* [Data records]
## START

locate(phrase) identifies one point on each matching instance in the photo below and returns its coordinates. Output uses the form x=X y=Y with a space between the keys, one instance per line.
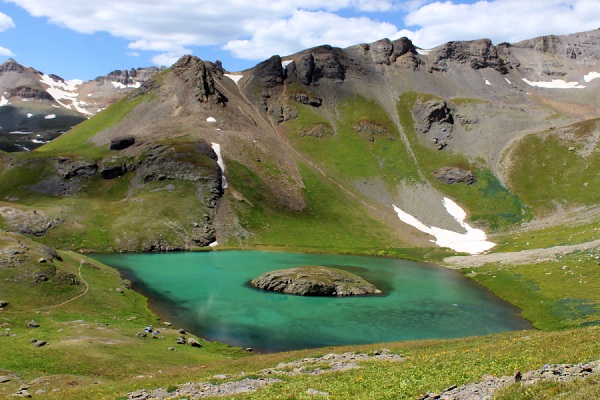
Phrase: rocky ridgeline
x=491 y=384
x=314 y=281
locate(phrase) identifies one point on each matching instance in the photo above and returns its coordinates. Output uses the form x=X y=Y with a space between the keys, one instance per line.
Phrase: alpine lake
x=208 y=294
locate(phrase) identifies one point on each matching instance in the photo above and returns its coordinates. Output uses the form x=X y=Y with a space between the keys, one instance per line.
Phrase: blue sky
x=84 y=39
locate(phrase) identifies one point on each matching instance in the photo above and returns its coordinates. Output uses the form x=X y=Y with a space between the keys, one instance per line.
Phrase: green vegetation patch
x=76 y=141
x=554 y=294
x=489 y=201
x=331 y=221
x=363 y=144
x=548 y=171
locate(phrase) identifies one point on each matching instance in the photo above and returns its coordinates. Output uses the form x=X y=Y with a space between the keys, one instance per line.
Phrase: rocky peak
x=270 y=72
x=323 y=62
x=477 y=54
x=11 y=65
x=199 y=75
x=386 y=52
x=582 y=46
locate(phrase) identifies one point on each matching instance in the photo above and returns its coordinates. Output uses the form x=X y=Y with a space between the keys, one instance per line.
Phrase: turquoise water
x=208 y=294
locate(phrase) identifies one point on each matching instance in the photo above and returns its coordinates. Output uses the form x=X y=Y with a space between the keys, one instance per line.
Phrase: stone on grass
x=33 y=324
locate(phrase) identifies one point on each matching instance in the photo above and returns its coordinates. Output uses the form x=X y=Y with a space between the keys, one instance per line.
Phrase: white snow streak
x=234 y=77
x=555 y=84
x=472 y=242
x=217 y=148
x=119 y=85
x=591 y=76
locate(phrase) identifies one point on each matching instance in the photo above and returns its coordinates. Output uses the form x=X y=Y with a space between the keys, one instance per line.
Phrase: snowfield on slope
x=474 y=241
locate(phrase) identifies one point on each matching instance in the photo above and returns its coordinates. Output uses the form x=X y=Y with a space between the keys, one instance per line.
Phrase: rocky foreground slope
x=328 y=147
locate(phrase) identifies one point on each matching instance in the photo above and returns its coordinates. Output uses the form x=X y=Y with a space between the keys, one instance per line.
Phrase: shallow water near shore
x=208 y=293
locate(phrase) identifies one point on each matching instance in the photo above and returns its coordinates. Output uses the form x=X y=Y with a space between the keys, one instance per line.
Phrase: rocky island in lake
x=314 y=281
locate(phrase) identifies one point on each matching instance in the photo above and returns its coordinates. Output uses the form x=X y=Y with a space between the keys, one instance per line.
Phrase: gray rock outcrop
x=477 y=54
x=314 y=281
x=452 y=175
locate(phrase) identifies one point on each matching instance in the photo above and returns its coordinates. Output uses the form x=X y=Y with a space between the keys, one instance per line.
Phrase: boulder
x=314 y=281
x=452 y=175
x=121 y=143
x=33 y=324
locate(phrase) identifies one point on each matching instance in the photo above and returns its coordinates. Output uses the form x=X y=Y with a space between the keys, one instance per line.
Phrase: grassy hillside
x=488 y=201
x=556 y=168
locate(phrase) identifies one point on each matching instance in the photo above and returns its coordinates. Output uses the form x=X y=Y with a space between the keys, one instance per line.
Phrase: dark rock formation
x=323 y=62
x=434 y=119
x=112 y=171
x=317 y=131
x=304 y=98
x=270 y=72
x=314 y=281
x=121 y=143
x=282 y=112
x=387 y=52
x=199 y=77
x=452 y=175
x=11 y=65
x=477 y=54
x=69 y=168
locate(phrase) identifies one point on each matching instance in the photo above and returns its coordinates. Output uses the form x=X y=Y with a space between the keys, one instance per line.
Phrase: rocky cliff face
x=379 y=124
x=42 y=106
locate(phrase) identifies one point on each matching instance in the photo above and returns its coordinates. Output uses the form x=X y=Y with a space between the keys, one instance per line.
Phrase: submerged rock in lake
x=314 y=281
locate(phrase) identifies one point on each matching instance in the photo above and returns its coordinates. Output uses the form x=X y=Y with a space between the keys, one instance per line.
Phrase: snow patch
x=217 y=148
x=234 y=77
x=555 y=84
x=591 y=76
x=472 y=242
x=119 y=85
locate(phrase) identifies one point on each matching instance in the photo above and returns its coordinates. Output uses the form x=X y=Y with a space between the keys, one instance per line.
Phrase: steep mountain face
x=372 y=148
x=35 y=107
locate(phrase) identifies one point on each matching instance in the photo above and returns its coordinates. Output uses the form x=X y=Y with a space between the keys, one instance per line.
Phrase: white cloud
x=307 y=29
x=6 y=52
x=258 y=29
x=500 y=20
x=6 y=22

## END

Return each line of the data, keeping its wording exact and omitting pictures.

* [Task response]
locate(phrase) identifies one point on each matching instance in the photo below and returns its coordinates. Output uses the form x=X y=Y with a space between the keys, one instance per line.
Phrase: rocky ridgeline
x=491 y=384
x=314 y=281
locate(phrase) identifies one point on each matching instance in the photo above and returns its coordinates. Output uses the form x=X y=Y with a space between the keys, one instance per line.
Phrase: alpine lake
x=208 y=294
locate(phrase) identifies one point on each matching instance in the photo above and returns its coordinates. Output uses the form x=X y=Y with a space between the keys, one instance per line.
Phrase: blue sky
x=84 y=39
locate(phrase) identifies one point on each matching instance in the photo above and returns its coordinates. Output uses the form x=X y=Y with a space between the keys, one instance per line.
Phrase: green vegetation patch
x=76 y=141
x=554 y=294
x=489 y=201
x=331 y=221
x=363 y=144
x=548 y=171
locate(phrase) identifies one point on each matching instance in the photo above and returns its coordinates. Output uses the form x=X y=Y with a space between the keys, one instance per line.
Phrase: rocky peak
x=270 y=72
x=323 y=62
x=477 y=54
x=11 y=65
x=199 y=75
x=386 y=52
x=582 y=46
locate(phrase) identifies one point on each matching instance in the photo above and returns its coordinates. Output uses the form x=X y=Y with a space between the keys, one instance per line.
Phrase: turquoise water
x=208 y=294
locate(phrase) identifies one point on each matching instance in the photo above and returns its coordinates. Output uses the form x=X y=Y with a space between the keys, one instance per line.
Phrase: stone on grass
x=33 y=324
locate(phrase) identifies one point on each matching instance in the photo above and returns its coordinates. Output uses the form x=X y=Y with a space between the keys, one instance per line.
Phrase: white snow streak
x=234 y=77
x=555 y=84
x=472 y=242
x=217 y=148
x=119 y=85
x=591 y=76
locate(phrase) identifies one point on each matching instance in the photo above and returns its coordinates. Output uses the form x=X y=Y with a space between the keys, one instance per line.
Phrase: snowfield on slope
x=474 y=241
locate(phrase) identifies one point on each matching instance in the photo above and returns its coordinates. Output uses the form x=X y=Y with a space between the keys, one instance per line.
Phrase: rocky foreground slope
x=328 y=147
locate(phrase) identifies one point on each matching instance in the photo above and returns its coordinates. Output uses the form x=X y=Y with a space between the keys, one instance per line.
Phrase: shallow water near shore
x=208 y=293
locate(phrase) identifies one point on each matching instance in the photo above and returns its coordinates. Output uses the form x=X y=Y with a space between the keys, one instance per line.
Phrase: rocky island in lake
x=314 y=281
locate(phrase) identifies one point on each matching instance in the photo above and returns its coordinates. Output uses the form x=X y=Y with a space between the keys, one instance per line.
Phrase: gray rock outcrop
x=477 y=54
x=314 y=281
x=452 y=175
locate(phrase) identifies one point on each matching instance in the photo above and returns its coordinates. Output uses the form x=X y=Y with a space between the keys, one instance per line.
Phrase: boulder
x=314 y=281
x=452 y=175
x=121 y=143
x=33 y=324
locate(phrase) identifies one point on each matching instance in the photo above and returns its coordinates. Output uses the form x=X y=Y with a space between the keys, one instance per line.
Phrase: grassy hillside
x=488 y=201
x=556 y=168
locate(phrase) identifies one point on each matching instance in the photo above and returns its coordinates. Output uses the form x=X y=Y with a space between the keys, one instance per line.
Phrase: dark rock formation
x=323 y=62
x=434 y=119
x=112 y=171
x=317 y=131
x=304 y=98
x=270 y=72
x=314 y=281
x=121 y=143
x=282 y=112
x=387 y=52
x=199 y=77
x=452 y=175
x=11 y=65
x=477 y=54
x=69 y=168
locate(phrase) identifies one point on each matching instance in the photo above and returns its coordinates. Output uses the form x=X y=Y with a space between the keys, one instance per line.
Phrase: rocky cliff face
x=379 y=124
x=42 y=106
locate(phrase) identifies one point on each matching instance in the photo above and returns its coordinates. Output uses the form x=X y=Y with a space between the keys, one instance per line.
Phrase: submerged rock in lake
x=314 y=281
locate(phrase) identifies one point on each matching instance in the photo above and returns its coordinates. Output uses the form x=X y=Y with a space between the keys, one instance per line.
Phrase: snow patch
x=217 y=148
x=234 y=77
x=555 y=84
x=591 y=76
x=472 y=242
x=119 y=85
locate(phrase) identifies one point on each matching instance in the photo above and returns its coordinates. Output uses the form x=X y=Y with a space between the keys, one instance per line.
Phrase: steep mountain face
x=372 y=148
x=35 y=107
locate(phrase) identifies one point on each matching instance in the photo above and returns its coordinates. Output uses the form x=X y=Y with a space between the keys, one instance per line.
Phrase: white cloud
x=307 y=29
x=6 y=52
x=258 y=29
x=500 y=20
x=6 y=22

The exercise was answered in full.